■ Exercise prompt ■
Copy the material below word for word, from the line holding "Each <instance> block" through the line holding "box: [371, 103, 548, 195]", inclusive, and nothing else.

■ Supplied records ■

———

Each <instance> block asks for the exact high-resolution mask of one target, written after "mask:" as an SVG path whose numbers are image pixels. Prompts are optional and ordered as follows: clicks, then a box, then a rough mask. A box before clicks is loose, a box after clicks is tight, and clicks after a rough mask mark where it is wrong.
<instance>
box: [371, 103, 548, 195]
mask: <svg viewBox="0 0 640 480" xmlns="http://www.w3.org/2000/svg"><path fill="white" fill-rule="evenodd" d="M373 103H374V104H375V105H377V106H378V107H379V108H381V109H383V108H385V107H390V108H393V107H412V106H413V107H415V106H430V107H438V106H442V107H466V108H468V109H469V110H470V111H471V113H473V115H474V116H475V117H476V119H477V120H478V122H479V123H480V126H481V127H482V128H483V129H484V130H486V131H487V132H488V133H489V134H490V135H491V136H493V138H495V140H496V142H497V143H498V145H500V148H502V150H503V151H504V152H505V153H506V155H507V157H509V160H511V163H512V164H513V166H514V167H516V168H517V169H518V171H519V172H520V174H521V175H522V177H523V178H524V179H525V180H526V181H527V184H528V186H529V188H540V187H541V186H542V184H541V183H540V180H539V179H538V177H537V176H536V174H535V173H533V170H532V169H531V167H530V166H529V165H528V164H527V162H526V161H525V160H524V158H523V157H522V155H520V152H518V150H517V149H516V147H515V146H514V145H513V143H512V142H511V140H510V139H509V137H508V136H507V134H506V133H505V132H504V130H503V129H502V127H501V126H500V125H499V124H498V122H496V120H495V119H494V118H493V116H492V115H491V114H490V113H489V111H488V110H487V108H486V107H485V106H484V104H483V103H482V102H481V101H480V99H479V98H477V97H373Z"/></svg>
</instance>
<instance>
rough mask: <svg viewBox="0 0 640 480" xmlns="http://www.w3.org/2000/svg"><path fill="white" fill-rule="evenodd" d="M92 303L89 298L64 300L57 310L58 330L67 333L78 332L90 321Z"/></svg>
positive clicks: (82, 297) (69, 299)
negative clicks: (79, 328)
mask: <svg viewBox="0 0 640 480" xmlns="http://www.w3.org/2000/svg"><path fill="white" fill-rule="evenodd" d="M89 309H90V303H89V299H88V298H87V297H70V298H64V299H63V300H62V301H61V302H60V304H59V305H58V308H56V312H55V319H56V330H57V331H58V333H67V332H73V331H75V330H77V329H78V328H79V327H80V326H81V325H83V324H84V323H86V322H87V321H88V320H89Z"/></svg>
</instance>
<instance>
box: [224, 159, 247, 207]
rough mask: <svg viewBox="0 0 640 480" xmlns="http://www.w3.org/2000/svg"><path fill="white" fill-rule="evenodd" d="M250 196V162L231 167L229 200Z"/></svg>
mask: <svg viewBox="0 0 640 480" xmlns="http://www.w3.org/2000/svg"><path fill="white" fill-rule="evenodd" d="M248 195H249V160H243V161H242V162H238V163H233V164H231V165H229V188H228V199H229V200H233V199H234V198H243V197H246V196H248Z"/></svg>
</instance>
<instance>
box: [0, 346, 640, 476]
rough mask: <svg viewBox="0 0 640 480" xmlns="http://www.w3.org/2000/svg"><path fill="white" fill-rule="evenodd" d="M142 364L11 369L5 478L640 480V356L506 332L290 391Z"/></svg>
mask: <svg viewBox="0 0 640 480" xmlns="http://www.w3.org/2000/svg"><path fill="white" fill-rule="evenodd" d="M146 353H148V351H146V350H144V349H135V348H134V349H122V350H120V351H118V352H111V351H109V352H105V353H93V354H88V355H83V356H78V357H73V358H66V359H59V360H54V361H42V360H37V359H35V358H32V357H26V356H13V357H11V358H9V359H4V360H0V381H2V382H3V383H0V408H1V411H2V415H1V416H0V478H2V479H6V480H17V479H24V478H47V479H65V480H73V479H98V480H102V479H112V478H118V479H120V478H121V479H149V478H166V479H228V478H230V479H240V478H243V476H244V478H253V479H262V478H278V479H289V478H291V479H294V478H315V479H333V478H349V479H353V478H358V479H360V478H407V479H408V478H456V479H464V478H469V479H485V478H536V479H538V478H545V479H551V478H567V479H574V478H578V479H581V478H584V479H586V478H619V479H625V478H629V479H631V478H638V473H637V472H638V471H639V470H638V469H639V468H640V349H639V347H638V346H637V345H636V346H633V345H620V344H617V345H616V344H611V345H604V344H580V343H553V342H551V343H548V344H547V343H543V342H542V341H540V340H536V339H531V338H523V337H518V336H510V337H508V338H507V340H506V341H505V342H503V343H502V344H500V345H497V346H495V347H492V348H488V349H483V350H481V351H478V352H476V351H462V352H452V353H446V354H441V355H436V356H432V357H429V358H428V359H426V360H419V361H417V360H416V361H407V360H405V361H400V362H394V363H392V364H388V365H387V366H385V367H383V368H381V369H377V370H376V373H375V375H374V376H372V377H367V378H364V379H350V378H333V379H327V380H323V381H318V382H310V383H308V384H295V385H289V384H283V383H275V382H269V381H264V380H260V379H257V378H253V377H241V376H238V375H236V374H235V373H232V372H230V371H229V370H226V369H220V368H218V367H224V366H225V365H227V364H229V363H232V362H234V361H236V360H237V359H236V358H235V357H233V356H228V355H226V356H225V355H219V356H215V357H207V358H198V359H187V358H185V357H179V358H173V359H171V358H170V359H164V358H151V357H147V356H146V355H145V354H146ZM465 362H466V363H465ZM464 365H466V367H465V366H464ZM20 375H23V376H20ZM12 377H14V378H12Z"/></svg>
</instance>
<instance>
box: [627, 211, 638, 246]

———

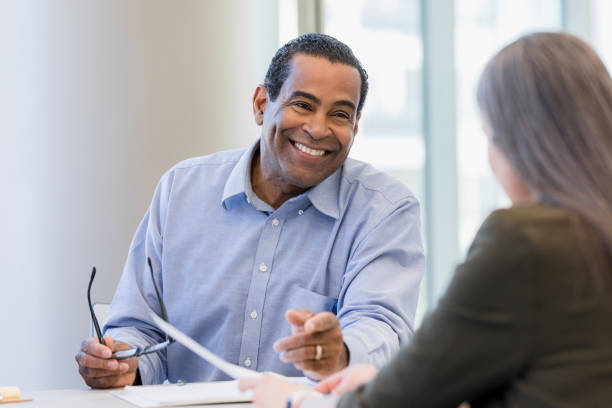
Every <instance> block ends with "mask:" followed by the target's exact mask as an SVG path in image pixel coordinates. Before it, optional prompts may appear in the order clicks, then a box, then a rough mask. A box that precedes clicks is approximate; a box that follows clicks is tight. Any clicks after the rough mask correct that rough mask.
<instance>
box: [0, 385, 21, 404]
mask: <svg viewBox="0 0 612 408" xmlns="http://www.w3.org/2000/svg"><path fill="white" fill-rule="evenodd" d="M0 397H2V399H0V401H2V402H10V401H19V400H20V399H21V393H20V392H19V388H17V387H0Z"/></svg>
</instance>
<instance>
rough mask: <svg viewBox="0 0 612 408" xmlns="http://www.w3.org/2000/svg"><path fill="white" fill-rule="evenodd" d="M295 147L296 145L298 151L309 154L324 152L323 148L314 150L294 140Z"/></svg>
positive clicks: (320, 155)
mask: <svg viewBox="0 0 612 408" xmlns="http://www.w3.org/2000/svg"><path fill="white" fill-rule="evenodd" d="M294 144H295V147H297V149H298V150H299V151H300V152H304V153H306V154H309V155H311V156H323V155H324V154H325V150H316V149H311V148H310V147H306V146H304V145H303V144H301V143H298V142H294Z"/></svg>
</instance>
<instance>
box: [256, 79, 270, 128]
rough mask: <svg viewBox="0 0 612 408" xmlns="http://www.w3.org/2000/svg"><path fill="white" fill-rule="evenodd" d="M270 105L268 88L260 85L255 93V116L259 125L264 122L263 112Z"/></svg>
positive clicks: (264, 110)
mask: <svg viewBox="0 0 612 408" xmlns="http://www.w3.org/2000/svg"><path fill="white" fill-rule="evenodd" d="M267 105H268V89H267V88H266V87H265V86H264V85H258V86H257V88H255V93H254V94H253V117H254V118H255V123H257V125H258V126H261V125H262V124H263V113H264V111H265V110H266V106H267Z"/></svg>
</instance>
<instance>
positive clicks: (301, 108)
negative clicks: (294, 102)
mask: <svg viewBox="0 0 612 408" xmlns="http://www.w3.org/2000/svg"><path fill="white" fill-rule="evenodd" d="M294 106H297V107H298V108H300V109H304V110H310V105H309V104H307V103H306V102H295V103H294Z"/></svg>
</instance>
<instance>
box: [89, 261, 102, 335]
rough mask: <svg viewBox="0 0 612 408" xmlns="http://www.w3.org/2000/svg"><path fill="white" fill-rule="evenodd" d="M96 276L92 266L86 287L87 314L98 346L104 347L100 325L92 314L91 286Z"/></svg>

———

■ Answer to this task ■
Each <instance> block asks for the exact high-resolution mask of one target, written after "mask:" as an SVG path whose numbers are image pixels. Prompts are optional and ordered as follows: clicks, then a box, then a rough mask. A box before clicks is loose, a box after clicks is tight, and clicks after a rough mask mark where it is wrong.
<instance>
box: [371, 103, 548, 195]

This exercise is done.